From the line containing "Put a marker on every instance of the child's ear" down to the last line, set down each line exactly as it is, and nothing more. Leave the pictures out.

## Start

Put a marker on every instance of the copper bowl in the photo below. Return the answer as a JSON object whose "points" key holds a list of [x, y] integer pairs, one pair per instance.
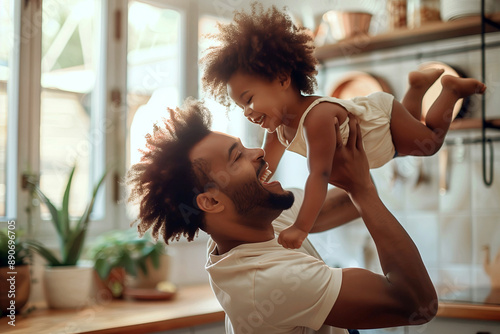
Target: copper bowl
{"points": [[345, 25]]}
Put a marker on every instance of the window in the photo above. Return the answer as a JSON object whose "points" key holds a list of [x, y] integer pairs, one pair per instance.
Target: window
{"points": [[153, 69], [8, 128], [70, 116]]}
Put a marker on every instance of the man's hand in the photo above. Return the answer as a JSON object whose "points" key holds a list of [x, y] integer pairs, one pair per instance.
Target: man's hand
{"points": [[350, 170]]}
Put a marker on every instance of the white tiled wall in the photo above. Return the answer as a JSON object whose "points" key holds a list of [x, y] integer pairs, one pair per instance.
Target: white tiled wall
{"points": [[449, 226]]}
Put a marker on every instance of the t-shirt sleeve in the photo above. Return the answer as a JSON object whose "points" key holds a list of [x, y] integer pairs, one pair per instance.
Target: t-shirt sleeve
{"points": [[298, 293]]}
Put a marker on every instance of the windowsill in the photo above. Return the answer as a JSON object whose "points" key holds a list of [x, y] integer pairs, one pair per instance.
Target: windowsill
{"points": [[193, 306]]}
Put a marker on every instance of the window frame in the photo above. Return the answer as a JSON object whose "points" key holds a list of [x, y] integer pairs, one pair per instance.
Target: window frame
{"points": [[110, 102]]}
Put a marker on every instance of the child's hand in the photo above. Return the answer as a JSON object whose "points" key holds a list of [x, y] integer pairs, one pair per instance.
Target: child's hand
{"points": [[292, 237]]}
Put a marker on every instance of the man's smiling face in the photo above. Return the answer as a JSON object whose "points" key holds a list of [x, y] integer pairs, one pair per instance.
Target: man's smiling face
{"points": [[238, 172]]}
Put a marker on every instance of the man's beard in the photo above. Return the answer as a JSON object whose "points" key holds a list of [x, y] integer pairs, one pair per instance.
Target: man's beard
{"points": [[251, 197]]}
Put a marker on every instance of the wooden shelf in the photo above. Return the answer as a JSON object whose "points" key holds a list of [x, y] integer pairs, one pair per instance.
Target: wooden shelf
{"points": [[432, 32], [474, 123]]}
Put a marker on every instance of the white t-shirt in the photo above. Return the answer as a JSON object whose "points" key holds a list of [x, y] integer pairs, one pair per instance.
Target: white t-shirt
{"points": [[265, 288]]}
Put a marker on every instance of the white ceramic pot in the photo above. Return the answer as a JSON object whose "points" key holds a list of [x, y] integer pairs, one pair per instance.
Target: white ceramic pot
{"points": [[67, 287]]}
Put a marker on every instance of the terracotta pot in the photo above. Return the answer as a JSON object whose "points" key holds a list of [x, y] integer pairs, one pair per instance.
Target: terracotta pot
{"points": [[67, 287], [15, 288], [114, 285]]}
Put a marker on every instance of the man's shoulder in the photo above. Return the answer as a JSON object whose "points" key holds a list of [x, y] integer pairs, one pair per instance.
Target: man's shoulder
{"points": [[287, 217]]}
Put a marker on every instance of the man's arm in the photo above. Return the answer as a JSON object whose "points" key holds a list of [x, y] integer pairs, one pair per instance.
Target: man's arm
{"points": [[404, 294], [337, 210]]}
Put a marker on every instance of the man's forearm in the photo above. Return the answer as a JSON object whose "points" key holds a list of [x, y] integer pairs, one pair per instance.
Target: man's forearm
{"points": [[399, 257], [337, 210]]}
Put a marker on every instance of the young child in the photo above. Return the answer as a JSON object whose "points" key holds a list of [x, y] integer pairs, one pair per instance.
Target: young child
{"points": [[267, 67]]}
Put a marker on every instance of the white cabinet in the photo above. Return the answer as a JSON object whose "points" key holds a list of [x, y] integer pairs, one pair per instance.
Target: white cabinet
{"points": [[216, 328], [391, 330], [456, 326]]}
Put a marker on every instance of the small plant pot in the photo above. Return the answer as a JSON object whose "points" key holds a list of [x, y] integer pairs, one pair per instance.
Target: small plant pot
{"points": [[17, 289], [67, 287]]}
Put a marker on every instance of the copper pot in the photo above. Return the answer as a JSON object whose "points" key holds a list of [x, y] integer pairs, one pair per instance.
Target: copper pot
{"points": [[345, 25]]}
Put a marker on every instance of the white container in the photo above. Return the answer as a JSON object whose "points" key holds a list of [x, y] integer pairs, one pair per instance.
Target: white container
{"points": [[456, 9], [67, 287]]}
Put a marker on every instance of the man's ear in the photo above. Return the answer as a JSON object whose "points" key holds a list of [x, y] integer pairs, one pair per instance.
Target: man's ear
{"points": [[285, 80], [208, 202]]}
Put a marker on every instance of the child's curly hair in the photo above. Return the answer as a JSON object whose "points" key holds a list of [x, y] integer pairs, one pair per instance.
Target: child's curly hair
{"points": [[263, 42], [165, 183]]}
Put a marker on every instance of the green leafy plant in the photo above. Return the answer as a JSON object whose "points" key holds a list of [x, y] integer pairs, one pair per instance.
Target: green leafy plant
{"points": [[125, 249], [71, 235], [19, 254]]}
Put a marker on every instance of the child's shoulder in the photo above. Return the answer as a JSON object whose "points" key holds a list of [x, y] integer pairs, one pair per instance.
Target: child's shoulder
{"points": [[326, 107]]}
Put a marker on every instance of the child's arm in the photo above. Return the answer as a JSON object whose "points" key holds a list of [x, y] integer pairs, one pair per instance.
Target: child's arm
{"points": [[274, 151], [321, 129]]}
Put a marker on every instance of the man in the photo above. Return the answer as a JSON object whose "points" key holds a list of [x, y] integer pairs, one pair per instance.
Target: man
{"points": [[191, 178]]}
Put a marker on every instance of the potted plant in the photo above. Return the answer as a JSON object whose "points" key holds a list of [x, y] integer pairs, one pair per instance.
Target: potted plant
{"points": [[118, 253], [66, 284], [14, 257]]}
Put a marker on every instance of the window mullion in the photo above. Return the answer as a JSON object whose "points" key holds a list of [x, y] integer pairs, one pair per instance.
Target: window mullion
{"points": [[30, 48]]}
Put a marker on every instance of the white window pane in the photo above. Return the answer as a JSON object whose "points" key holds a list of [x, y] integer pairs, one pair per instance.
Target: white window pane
{"points": [[6, 63], [70, 49], [153, 69]]}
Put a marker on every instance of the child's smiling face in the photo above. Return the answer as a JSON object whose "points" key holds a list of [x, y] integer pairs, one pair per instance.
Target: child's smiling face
{"points": [[263, 101]]}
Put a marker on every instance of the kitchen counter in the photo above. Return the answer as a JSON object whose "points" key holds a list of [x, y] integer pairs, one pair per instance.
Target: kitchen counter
{"points": [[193, 306], [469, 311], [479, 303]]}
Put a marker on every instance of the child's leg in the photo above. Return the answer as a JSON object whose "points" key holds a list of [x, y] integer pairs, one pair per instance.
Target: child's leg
{"points": [[411, 137], [419, 82]]}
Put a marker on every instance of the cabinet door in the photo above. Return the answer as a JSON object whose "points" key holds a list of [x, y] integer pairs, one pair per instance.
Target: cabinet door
{"points": [[392, 330], [456, 326]]}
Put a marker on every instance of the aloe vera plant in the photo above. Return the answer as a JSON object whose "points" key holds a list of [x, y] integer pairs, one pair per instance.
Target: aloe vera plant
{"points": [[71, 235]]}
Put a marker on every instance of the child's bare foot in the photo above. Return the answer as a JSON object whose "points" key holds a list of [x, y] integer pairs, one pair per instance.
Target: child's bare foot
{"points": [[425, 78], [462, 87]]}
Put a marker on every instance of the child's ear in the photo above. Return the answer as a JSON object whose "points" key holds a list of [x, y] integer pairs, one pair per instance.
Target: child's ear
{"points": [[285, 80], [208, 202]]}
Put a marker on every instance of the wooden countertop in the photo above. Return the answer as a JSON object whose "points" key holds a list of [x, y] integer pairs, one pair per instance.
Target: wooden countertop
{"points": [[192, 306], [469, 311]]}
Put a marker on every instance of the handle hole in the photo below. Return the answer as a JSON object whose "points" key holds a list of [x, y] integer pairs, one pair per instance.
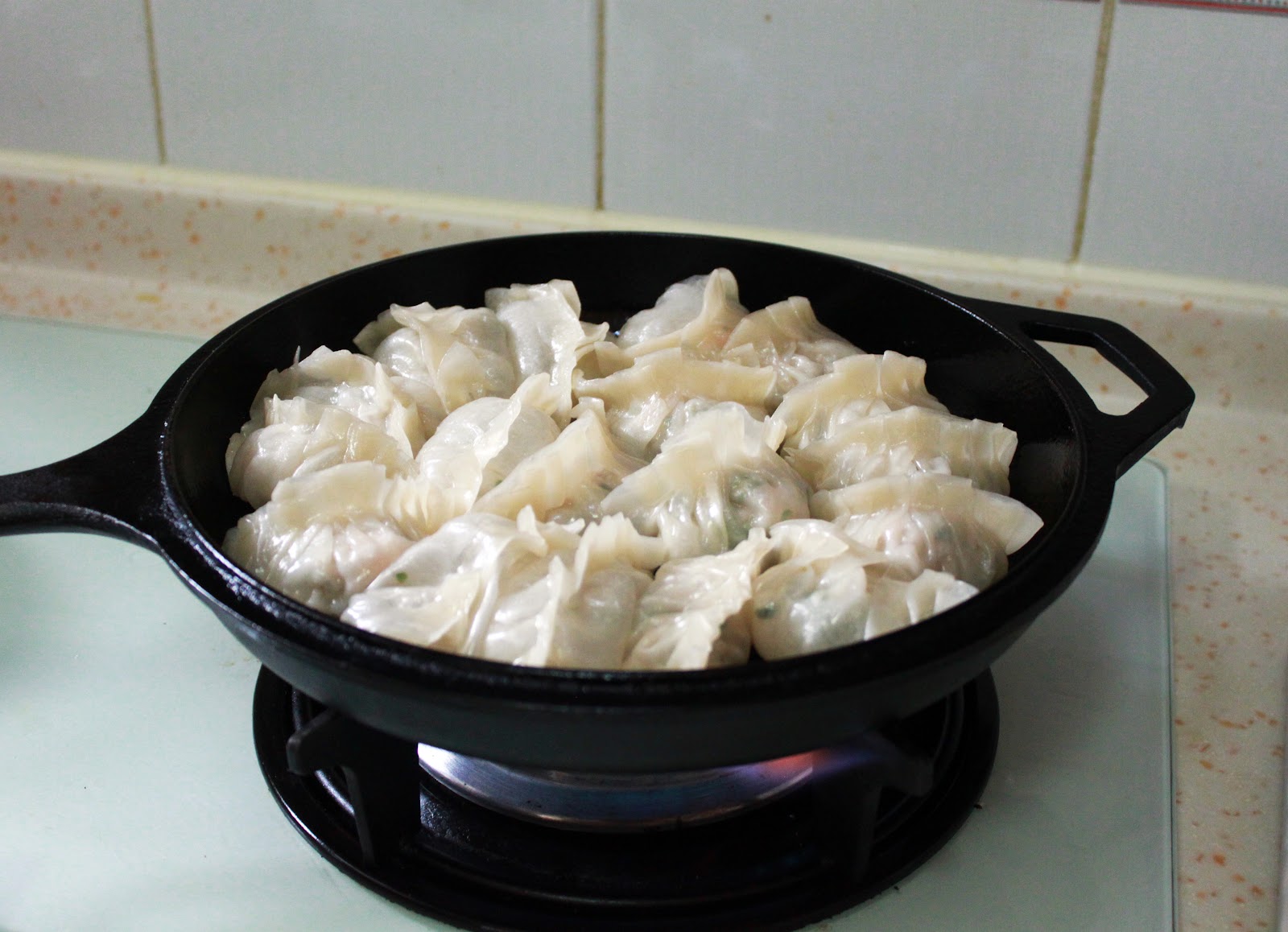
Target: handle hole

## End

=== COMPLETED TASK ===
Put a marker on every instance of the child's ear in the photo above. Return the answer as a JSON object whose "points" key holds a list of [x, y] integer pairs, one pair per instance.
Target: child's ear
{"points": [[285, 80], [208, 202]]}
Put a marker on every instance of the wooden countertop in the photo above. Return the answer as a JSON object whose "points" key holds a list of [x, y] integer pairs, one pair per instance.
Target: wooden countertop
{"points": [[192, 306], [469, 311]]}
Put a marker on every instance of the handle hole in the photo below. Return the answer as a JSON object whose "points" key holds a list of [x, y] integer pairs, one pair per instance.
Target: handle hole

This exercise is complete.